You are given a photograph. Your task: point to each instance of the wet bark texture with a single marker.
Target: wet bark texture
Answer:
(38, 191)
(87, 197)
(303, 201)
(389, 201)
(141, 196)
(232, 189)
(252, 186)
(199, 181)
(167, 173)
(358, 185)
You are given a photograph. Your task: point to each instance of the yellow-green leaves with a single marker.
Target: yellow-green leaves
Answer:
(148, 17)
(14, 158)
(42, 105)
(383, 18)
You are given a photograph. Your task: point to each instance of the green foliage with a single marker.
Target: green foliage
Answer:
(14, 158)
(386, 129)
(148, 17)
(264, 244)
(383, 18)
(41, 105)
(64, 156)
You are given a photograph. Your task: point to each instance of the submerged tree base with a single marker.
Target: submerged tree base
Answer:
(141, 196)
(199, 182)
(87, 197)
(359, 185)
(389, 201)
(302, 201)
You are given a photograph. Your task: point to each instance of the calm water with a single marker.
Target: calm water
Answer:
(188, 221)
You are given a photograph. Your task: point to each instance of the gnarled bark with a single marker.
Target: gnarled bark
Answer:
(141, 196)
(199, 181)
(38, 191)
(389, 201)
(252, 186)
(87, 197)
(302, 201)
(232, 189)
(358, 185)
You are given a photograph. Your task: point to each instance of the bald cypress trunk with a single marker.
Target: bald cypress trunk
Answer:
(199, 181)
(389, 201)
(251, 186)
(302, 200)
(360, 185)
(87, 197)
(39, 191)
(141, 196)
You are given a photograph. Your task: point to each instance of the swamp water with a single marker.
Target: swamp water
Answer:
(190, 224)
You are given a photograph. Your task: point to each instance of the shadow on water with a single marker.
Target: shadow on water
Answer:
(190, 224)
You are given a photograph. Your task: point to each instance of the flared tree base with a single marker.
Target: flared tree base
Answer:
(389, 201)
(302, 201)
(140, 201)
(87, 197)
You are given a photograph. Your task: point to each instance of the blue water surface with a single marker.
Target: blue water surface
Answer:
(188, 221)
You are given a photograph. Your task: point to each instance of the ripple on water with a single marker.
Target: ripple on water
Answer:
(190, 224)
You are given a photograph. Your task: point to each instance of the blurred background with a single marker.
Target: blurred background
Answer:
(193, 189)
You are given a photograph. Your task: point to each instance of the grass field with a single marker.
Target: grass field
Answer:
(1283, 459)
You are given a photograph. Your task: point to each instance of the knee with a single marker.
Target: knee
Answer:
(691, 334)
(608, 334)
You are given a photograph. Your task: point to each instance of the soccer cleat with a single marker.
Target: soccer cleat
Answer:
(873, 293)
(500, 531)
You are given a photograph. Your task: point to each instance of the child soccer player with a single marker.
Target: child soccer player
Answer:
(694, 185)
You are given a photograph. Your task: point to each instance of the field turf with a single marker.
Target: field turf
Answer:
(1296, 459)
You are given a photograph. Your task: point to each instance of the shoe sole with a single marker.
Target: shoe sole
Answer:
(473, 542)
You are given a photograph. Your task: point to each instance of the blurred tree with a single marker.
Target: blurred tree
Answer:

Set problem
Reproduce all of the material above word for word, from the first line through the last.

Expected answer
You are given a photograph. Your task: point to each instance of the wet bark texture with a single marker.
Target: wet bark texture
Answer:
(38, 191)
(87, 197)
(303, 201)
(389, 201)
(141, 196)
(232, 189)
(252, 186)
(199, 181)
(167, 173)
(358, 185)
You are given a photograph. Your task: point to each instance of the yellow-green leaves with a single marker.
Target: yellow-green leaves
Answer:
(148, 17)
(14, 158)
(42, 105)
(383, 18)
You are given a photograph. Your task: point to each instance of the green foliage with a single marker.
Target: green foliage
Answer:
(14, 158)
(386, 129)
(148, 17)
(264, 244)
(383, 18)
(41, 105)
(64, 156)
You are given a photograph. Your task: point to each instance of the submerged tree base with a single marker.
Target: submerged tree base
Answer:
(141, 196)
(199, 182)
(87, 197)
(359, 185)
(389, 201)
(302, 201)
You are given a photograph. Your task: point to each instance of the calm water with a single marker.
Target: calm water
Answer:
(188, 221)
You are given a photograph. Your task: point to each instance of the gnarled bark with a single marker.
Target: gnarled bark
Answer:
(141, 196)
(199, 181)
(38, 191)
(389, 201)
(252, 186)
(87, 197)
(302, 201)
(232, 189)
(358, 185)
You are given a photograph. Your task: point to each instance of the bald cypress trunk with a single marker.
Target: bald cypress trunk
Answer:
(199, 181)
(389, 201)
(251, 186)
(302, 200)
(360, 185)
(87, 197)
(39, 191)
(141, 196)
You are given a photograph. Your task: point to each instance of the swamp water with a single marker.
Target: swamp water
Answer:
(190, 224)
You are given a photograph. Your task: point to each instance of the shadow on water with a single marker.
Target: shadow on water
Answer:
(190, 224)
You are given a photograph. Your task: point to each instance of the flared tree base with a single marker.
Target: flared tree base
Answer:
(389, 201)
(302, 201)
(140, 201)
(87, 197)
You are given a photograph. Your task: point to each instance of the blue water surface with a single marker.
Target: blue water surface
Answer:
(188, 221)
You are given a photograph. Your task: point to each instance of the ripple on water with a single marker.
Target: ripple on water
Answer:
(190, 224)
You are given a photograph. Your task: point to each instance of the blurred background with a single marker.
Target: blurred background
Answer:
(193, 189)
You are given a photograph. Your task: point to each instance of the grass field with a single marker.
Target: grass field
Answer:
(1283, 459)
You are given a photograph. Your task: point to each instance of the knee with a single marker.
Target: knee
Answer:
(691, 334)
(608, 334)
You are given a photograph. Your task: point to each instance of the soccer cleat with a single marker.
Target: soccer cleat
Answer:
(873, 293)
(500, 531)
You are given a photograph. Your task: point to each instance of the child soccer player with a single marker.
Target: child soccer player
Answer:
(694, 185)
You are given a photograph. Your task: point to each instance of the field turf with a single marker.
Target: field turf
Answer:
(1296, 459)
You are given a photograph. Your task: point to each instance of the shoe sole with a single marker.
Target: shoe sole
Answer:
(473, 542)
You are given a photograph. Your task: point to each instance of the blurred tree with a single marker.
Target: blurred tree
Answer:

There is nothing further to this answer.